Exercise prompt: Every entry, from first to last, must be written out exactly.

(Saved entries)
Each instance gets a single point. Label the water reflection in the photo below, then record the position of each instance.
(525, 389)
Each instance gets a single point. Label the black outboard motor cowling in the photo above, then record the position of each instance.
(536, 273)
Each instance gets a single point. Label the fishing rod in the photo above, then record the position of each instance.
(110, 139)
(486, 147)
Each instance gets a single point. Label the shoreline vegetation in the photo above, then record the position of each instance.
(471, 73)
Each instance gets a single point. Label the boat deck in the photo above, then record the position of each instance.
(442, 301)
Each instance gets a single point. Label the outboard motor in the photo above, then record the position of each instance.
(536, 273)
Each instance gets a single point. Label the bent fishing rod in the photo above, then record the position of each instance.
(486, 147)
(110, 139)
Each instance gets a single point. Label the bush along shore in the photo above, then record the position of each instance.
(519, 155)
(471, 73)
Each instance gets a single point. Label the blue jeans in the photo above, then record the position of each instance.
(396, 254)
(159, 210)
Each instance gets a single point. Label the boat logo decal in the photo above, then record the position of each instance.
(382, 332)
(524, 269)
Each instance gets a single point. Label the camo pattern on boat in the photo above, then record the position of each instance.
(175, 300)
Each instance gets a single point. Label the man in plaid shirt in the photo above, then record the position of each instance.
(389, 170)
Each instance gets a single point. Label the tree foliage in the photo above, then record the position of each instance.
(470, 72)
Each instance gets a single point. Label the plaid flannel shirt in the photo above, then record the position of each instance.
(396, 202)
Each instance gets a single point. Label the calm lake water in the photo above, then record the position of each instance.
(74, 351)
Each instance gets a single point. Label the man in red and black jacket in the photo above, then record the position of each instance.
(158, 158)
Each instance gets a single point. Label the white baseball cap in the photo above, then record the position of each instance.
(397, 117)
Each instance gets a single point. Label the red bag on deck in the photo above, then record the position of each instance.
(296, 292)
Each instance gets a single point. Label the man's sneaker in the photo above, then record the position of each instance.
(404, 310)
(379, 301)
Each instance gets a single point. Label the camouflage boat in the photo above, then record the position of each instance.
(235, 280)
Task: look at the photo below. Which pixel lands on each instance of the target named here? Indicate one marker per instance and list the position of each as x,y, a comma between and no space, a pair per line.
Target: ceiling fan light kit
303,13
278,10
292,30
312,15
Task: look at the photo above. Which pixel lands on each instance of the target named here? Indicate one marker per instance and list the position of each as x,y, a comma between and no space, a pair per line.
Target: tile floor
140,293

Reply:
Each instance gets a single point. Label the water reflection in the photo below, then record the position of each instance.
(525, 389)
Each instance gets a single point. Label the black outboard motor cowling in the photo above, then record the position of each instance.
(536, 273)
Each instance gets a single point. Label the fishing rod in the photo above, then record the position of each instance.
(110, 139)
(486, 147)
Each instance gets a single point. Label the shoreline vegetation in the photo above, then record the position of each instance.
(471, 73)
Each instance gets a single point. Label the boat deck in the photo above, then record the position of each instance.
(442, 301)
Each instance gets a single point. Label the outboard motor in the photo above, then record the position of each instance.
(536, 273)
Each instance gets a single point. Label the bent fishing rod in the photo above, then record the position of each instance.
(486, 147)
(110, 139)
Each instance gets a single point. Label the bush along shore in the photo above, then record the position of each instance.
(519, 155)
(471, 73)
Each instance gets a single point. Label the blue jeans in the photo above, then record the position of each instance.
(396, 254)
(159, 210)
Each instance gets a single point. Label the boat logo decal in the photo above, then record the position of each instance.
(382, 332)
(524, 269)
Each instance gets a single point. Label the camo pattern on boat in the photo above, then record the position of each instance.
(175, 300)
Each instance gets a single point. Label the man in plaid shirt in the photo above, then record the position of each instance.
(389, 170)
Each instance gets a single point. Label the tree foliage in the photo above, then record the position of each instance.
(470, 72)
Each instance gets a single point. Label the plaid flannel shirt in the photo above, then record the position of each instance.
(396, 202)
Each instance gets a single point. Label the calm lake water in the photo above, then record the position of each instance.
(74, 351)
Each instance gets a single point. Label the man in red and black jacket in the photo above, then record the position of each instance.
(158, 158)
Each instance gets a single point. Label the white baseball cap in the photo above, then record the position of each instance.
(397, 117)
Each instance gets a single point. Label the red bag on deck in the photo above, then record the position of each instance.
(296, 292)
Each instance gets a single point. Label the man's sneaker in the photo above, then record the position of each instance.
(404, 310)
(379, 301)
Each instance gets a single point. Label the camouflage boat in the photo above, then record the position of each instance.
(235, 280)
Task: look at the photo below. Which pixel lands on each instance of the target named here? Indicate one marker per instance and list the position of each as x,y, a comma between and no space, a pair per line.
Target: ceiling fan light kit
303,13
278,10
292,30
312,15
Task: look at the photo above. Which pixel lands on each instance of the target named here? Indicate one marker per instance and list the position of each as x,y, a comma between and no space, a pair per line.
Target: tile floor
140,293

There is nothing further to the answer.